Image region outline records
------------------------------------------------------------------------

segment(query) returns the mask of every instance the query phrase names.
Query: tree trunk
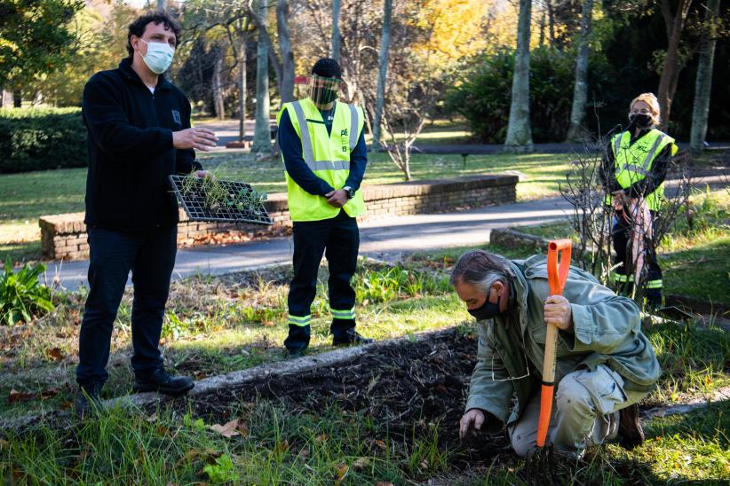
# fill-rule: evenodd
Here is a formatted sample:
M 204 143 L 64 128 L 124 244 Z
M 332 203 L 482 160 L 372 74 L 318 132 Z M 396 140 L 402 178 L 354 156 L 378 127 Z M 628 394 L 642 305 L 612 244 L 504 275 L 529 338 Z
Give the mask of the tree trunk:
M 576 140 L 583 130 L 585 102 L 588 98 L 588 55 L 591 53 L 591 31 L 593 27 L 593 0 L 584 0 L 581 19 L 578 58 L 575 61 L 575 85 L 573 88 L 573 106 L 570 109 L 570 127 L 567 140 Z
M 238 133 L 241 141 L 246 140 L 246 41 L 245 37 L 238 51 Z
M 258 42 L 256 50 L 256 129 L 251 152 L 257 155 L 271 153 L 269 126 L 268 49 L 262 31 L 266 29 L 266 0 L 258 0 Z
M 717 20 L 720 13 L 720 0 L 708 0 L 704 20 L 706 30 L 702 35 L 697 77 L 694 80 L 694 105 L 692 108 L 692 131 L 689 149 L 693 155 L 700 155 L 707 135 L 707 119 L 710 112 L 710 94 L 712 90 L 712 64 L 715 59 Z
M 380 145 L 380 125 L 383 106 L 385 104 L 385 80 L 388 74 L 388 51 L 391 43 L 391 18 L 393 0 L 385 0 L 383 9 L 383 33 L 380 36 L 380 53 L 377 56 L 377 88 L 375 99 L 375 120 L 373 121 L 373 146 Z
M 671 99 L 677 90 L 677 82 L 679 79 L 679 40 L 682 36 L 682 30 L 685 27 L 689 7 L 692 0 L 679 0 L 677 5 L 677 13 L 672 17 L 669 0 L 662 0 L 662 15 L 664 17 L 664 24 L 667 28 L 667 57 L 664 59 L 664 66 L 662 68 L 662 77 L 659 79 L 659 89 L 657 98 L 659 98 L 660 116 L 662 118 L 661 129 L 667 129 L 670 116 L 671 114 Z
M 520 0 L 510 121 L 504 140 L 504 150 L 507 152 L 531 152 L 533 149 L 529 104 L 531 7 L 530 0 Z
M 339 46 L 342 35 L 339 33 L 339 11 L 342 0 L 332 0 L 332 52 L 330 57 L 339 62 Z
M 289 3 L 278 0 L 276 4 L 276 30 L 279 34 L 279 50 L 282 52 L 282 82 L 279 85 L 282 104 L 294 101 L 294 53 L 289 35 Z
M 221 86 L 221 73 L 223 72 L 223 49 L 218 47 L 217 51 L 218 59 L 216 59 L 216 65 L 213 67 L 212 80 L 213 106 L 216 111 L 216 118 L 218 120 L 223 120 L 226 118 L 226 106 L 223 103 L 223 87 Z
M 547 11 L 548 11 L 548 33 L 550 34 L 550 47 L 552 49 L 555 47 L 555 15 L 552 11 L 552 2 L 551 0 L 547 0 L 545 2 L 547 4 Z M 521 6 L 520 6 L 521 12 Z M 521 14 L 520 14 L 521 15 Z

------------------------------------------------------------------------

Problem to work on>
Rescale the data from its beginning through the line containing "M 289 3 L 278", reproducing every line, requests included. Multiply each coordinate in the answer outlines by 0.65 and round to the nearest whole number, rounding halves up. Keep the numbers in the requests and their format sample unchanged, and leave out the pictures.

Result>
segment(query) returns the mask of every instance the query phrase names.
Query: tree trunk
# fill-rule: evenodd
Here is a formatted sample:
M 204 143 L 64 128 L 124 244 Z
M 332 203 L 482 160 L 372 74 L 318 132 Z M 396 140 L 402 178 L 354 156 L 378 127 Z M 628 394 L 642 305 L 612 244 L 504 275 L 529 338 Z
Give the mask of the tree trunk:
M 374 91 L 379 85 L 380 66 L 382 64 L 382 36 L 384 34 L 384 20 L 385 18 L 385 0 L 380 0 L 378 12 L 376 38 L 374 40 L 374 55 L 372 57 L 372 69 L 371 71 L 371 83 L 369 91 Z
M 155 86 L 157 92 L 160 91 L 160 27 L 159 24 L 155 33 Z
M 168 27 L 166 33 L 166 84 L 163 99 L 167 101 L 176 99 L 175 82 L 174 32 L 170 20 L 173 19 L 173 0 L 168 0 Z
M 466 13 L 468 8 L 468 0 L 460 0 L 458 13 L 459 20 L 456 23 L 453 50 L 451 52 L 451 68 L 450 70 L 450 85 L 448 97 L 450 101 L 455 101 L 460 88 L 460 77 L 462 73 L 462 61 L 463 59 L 463 42 L 465 38 Z
M 247 94 L 247 81 L 249 69 L 250 68 L 250 52 L 252 48 L 252 33 L 254 28 L 254 12 L 255 0 L 250 0 L 249 6 L 249 21 L 247 23 L 247 34 L 245 36 L 245 57 L 244 64 L 244 78 L 242 79 L 242 95 Z
M 436 64 L 440 59 L 440 53 L 441 51 L 441 26 L 443 23 L 443 20 L 445 18 L 448 5 L 450 0 L 441 0 L 440 3 L 440 8 L 437 11 L 435 0 L 430 0 L 430 10 L 432 11 L 432 16 L 434 18 L 434 37 L 432 38 L 432 43 L 430 44 L 430 50 L 428 51 L 428 58 L 427 64 L 428 64 L 429 75 L 430 77 L 430 84 L 434 84 L 436 75 L 436 74 Z
M 338 0 L 332 79 L 328 91 L 328 98 L 330 99 L 345 99 L 346 97 L 344 68 L 345 5 L 345 0 Z
M 220 30 L 222 23 L 220 21 L 220 7 L 222 0 L 216 0 L 216 34 L 215 37 L 220 40 Z
M 188 2 L 181 0 L 179 3 L 179 20 L 181 22 L 181 33 L 183 34 L 183 53 L 181 55 L 183 68 L 191 66 L 191 34 L 188 23 Z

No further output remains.